Activity:
Write out the data again in full, keeping every character the same.

Dataset entries:

----

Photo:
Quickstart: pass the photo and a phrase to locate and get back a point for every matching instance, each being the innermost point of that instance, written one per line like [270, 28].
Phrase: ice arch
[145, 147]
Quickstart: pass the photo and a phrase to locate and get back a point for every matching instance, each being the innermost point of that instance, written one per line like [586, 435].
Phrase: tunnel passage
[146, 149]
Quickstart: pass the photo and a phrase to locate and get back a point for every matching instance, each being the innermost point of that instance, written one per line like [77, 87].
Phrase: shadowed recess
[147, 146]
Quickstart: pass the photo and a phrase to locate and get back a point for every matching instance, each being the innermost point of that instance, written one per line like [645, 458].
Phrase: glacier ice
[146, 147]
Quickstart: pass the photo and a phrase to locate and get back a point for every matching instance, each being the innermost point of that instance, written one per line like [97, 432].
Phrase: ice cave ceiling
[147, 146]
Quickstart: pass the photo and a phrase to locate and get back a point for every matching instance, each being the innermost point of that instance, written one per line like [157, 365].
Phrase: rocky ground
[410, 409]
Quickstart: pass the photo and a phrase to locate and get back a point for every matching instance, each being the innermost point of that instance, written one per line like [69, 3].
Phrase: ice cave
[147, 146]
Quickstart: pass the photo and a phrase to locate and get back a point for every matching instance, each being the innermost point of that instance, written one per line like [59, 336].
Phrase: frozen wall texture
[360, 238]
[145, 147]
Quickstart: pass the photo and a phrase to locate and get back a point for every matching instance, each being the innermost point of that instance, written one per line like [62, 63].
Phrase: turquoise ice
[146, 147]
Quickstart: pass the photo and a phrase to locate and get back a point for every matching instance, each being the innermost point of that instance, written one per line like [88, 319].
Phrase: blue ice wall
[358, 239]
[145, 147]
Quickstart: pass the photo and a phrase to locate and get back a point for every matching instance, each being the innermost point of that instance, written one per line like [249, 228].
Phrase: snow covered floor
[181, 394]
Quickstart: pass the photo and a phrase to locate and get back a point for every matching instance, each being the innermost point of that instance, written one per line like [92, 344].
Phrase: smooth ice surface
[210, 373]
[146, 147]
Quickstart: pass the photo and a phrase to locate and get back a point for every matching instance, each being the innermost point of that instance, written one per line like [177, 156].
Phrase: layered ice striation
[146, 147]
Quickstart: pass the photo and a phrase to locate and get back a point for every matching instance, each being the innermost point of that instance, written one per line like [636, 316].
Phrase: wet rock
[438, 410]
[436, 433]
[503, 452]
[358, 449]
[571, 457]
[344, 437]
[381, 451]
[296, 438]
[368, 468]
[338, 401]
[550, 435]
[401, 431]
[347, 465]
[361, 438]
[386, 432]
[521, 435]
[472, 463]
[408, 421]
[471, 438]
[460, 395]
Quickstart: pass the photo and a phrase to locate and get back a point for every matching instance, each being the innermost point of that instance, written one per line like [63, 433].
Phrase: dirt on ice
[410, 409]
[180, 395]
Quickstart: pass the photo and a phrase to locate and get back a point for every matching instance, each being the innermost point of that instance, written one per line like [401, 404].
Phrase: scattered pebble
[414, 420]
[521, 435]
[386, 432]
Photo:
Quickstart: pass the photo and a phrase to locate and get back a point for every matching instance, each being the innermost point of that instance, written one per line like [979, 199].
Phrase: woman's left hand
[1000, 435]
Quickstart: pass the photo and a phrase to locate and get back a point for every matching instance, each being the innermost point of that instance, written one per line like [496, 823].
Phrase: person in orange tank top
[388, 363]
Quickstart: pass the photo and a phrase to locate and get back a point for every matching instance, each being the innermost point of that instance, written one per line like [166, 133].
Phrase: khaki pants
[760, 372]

----

Task output:
Photo:
Quickstart: pass the photo and a phrase to locate and get back a point for every matching instance, each being the innermost point of that instance, written one per line like [270, 28].
Phrase: ice arch
[145, 147]
Quickstart: pass the photo and a phrase to locate and get back a point for every matching instance, each being the innermost point of that instance, written one per line like [586, 435].
Phrase: tunnel passage
[146, 149]
Quickstart: pass the photo and a phrase to locate and get back a point for every matching instance, each being the innermost point of that instance, written one per line like [77, 87].
Phrase: shadowed recess
[147, 146]
Quickstart: pass the photo and a phrase to locate and get back a point for every matching instance, each being the innermost point of that instance, written one per line like [645, 458].
Phrase: glacier ice
[146, 147]
Quickstart: pass the photo and a phrase to locate and get back a point for every matching instance, each being the innermost point of that instance, written one per line like [97, 432].
Phrase: ice cave ceiling
[147, 146]
Quickstart: pass the photo and a phrase to locate and get back a point for every matching instance, each being the innermost point of that instance, written one per line like [157, 365].
Phrase: rocky ground
[410, 409]
Quickstart: pass the photo and a phrase to locate and get back a point for every matching instance, each being the innermost point of that instance, written one per line like [69, 3].
Phrase: ice cave
[147, 146]
Quickstart: pass the photo and a phrase to locate and get back a point for every matching instance, each being the innermost point of that instance, written one per line like [59, 336].
Phrase: frozen wall texture
[360, 238]
[145, 147]
Quickstart: pass the photo and a phrase to locate and get back a point for every matching instance, each being the innermost point of that instance, written one per line like [62, 63].
Phrase: turquoise ice
[146, 147]
Quickstart: pass the photo and a phrase to locate and get back a point for every matching instance, each being the innermost point of that instance, written one per line like [88, 319].
Phrase: blue ice wall
[358, 239]
[145, 147]
Quickstart: pass the photo and a phrase to locate and get back a point for every matching instance, each being the innermost point of that instance, written one per line like [249, 228].
Phrase: snow covered floor
[181, 394]
Quickstart: pass the photo and a phrase to locate and get back a point for every matching instance, each being the innermost point of that instance, written one per line like [92, 344].
Phrase: smooth ice surface
[210, 373]
[146, 147]
Quickstart: pass the photo and a phrase to locate and get back a point for every matching instance, each being the innermost point of that instance, written one per line like [177, 156].
Phrase: layered ice striation
[146, 147]
Quickstart: pass the photo and a phrase to locate and get back a point for every matching instance, each being the innermost point of that instance, written one per line like [636, 316].
Phrase: wet rock
[438, 410]
[436, 433]
[503, 452]
[358, 449]
[571, 457]
[344, 437]
[381, 451]
[296, 438]
[368, 468]
[338, 401]
[550, 435]
[401, 431]
[347, 465]
[361, 438]
[386, 432]
[521, 435]
[472, 463]
[408, 421]
[471, 438]
[460, 395]
Quickstart: pass the photo and a phrase to locate and get back a point for every matching instance, each being the innermost point of that instance, written one per line like [63, 433].
Phrase: dirt on ice
[410, 409]
[180, 395]
Quickstart: pass the photo and a phrase to locate and get back a point for every matching instance, each being the innermost point of that instance, written one per line like [401, 404].
Phrase: scattered pebble
[414, 420]
[521, 435]
[386, 432]
Photo:
Quickstart: pass the photo and a phrase to locate and get back a point for every matching instance, each being the innermost point of that instance, written one per line like [979, 199].
Phrase: woman's left hand
[1000, 435]
Quickstart: pass the photo and a phrase to locate and get back a point for every matching instance, each being the innermost point of that instance, written one per line like [496, 823].
Phrase: person in orange tank top
[388, 363]
Quickstart: pass the photo and a phrase to locate and get back a point for every matching instance, each being the innermost point of that instance, written one per line like [166, 133].
Phrase: khaki pants
[760, 372]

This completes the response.